> [WRITTEN PROBLEM]
Pick up the passage on the financial planner survey about practice valuations after its last sentence and continue it.

> [PASSAGE GIVEN]
Asked what a practice is worth, just over one third of respondents selected 2 to 2.5 times RR, and a similar number opted for 2.5 to 3 times RR.

From a pool of around 2,400 financial planners, the survey received around 800 responses - around three quarters of which came from the eastern states.

There was still some optimism among financial planners, with 15 per cent indicating a practice was worth 3-3.5 times RR and 4 per cent selecting 3.5-4 times.

Just 7 per cent indicated they thought the average practice was worth less than 2 times RR.

 Western Australian planners were more bullish than their eastern neighbours, with one third of WA respondents prepared to pay between 3 and 3.5 times recurring revenue.

Radar results principal John Birt said there had been a dramatic increase in the number of financial planners looking to sell their practice in the first three months of 2012, with the firm's merger and acquisitions division receiving almost 30 requests from planners wanting to sell their practice.

"That's an unusually high level of enquiries," he said.

In terms of payment method, almost a third of respondents would prefer to pay half upfront, with the balance paid over two years, one quarter opted for an 80/20 payment over one year and one in five preferred a 60/40 payment over one year. Just 7 per cent would pay the whole value upfront.

> [EXTRACTED RECORDS]

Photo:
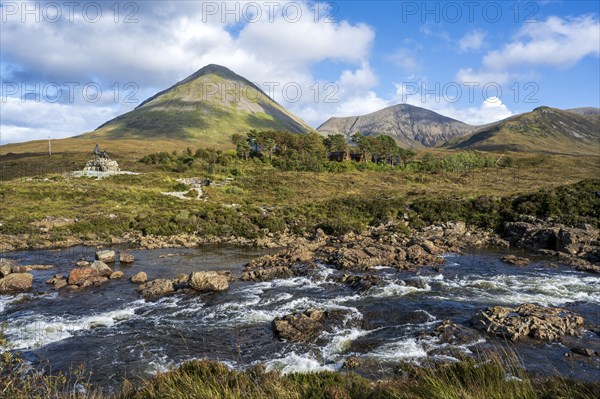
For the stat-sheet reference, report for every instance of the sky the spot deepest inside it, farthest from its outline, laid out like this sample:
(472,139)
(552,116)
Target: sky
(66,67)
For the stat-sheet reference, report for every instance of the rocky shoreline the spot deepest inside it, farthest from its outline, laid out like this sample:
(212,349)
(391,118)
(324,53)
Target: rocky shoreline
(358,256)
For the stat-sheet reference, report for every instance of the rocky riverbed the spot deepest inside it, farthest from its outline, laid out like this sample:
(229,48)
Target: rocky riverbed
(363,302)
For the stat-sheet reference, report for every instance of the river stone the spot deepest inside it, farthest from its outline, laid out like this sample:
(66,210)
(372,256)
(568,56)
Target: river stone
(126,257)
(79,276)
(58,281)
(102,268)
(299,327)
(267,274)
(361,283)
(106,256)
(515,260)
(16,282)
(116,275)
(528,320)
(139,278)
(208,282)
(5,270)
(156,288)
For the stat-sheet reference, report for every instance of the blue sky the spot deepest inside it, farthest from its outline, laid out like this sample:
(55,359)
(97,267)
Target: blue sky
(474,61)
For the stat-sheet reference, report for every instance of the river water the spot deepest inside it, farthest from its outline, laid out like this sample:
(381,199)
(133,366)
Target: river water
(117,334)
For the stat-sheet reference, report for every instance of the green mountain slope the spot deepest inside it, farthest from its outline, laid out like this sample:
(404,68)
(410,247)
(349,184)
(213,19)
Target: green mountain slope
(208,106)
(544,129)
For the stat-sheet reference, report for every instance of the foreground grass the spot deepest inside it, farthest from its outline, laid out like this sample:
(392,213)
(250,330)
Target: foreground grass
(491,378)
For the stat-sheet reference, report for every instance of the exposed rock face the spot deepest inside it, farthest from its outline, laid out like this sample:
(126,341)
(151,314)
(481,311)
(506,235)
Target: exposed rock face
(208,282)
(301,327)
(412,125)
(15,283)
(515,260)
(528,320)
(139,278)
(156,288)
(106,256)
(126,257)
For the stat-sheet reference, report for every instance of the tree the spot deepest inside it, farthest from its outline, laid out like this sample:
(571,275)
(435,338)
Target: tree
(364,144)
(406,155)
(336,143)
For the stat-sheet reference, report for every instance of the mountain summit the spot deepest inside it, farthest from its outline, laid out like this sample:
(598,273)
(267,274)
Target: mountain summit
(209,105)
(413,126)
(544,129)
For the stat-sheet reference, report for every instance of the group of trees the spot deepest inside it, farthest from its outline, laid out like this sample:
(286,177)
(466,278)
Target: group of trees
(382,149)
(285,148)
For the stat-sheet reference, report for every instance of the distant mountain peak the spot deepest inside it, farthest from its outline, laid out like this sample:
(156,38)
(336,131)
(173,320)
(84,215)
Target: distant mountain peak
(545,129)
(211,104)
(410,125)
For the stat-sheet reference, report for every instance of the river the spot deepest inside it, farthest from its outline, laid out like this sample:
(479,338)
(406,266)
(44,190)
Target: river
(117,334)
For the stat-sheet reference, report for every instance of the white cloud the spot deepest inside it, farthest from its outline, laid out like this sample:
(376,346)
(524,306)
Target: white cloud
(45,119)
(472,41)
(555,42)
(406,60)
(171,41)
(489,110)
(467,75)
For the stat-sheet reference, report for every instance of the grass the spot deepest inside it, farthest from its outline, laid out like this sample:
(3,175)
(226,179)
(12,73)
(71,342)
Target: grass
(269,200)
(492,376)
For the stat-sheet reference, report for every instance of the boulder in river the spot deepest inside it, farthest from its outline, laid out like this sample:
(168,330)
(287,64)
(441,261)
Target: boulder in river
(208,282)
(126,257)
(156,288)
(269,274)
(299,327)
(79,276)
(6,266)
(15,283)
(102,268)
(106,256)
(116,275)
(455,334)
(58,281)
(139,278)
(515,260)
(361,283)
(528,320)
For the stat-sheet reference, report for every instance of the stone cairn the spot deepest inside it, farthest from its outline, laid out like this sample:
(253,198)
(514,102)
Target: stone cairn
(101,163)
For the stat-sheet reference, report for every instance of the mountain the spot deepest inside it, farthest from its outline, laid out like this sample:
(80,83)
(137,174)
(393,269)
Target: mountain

> [REPLY]
Birt said it was surprising in the current environment that a 50 per cent upfront payment was the most popular, given financial planners over the past five years or so had tended to opt for upwards of 70 per cent as an upfront payment.

When acquiring a practice or client register, the most popular size of recurring revenue was between $100,000 and $250,000 (39 per cent of respondents) followed by $250,000 to $500,000 (31 per cent) and under $100,000 (16 per cent).

Practices worth between $500,000 and $1 million and over $1 million each polled 7 per cent.

Almost half of purchasers would prefer a seller to remain in the business for one year after purchase, 11 per cent said two years, and 6 per cent said three years.

However, 28 per cent would not want the seller to remain in the business at all.

82 per cent of respondents also said that a clawback clause in a contract of sale is essential.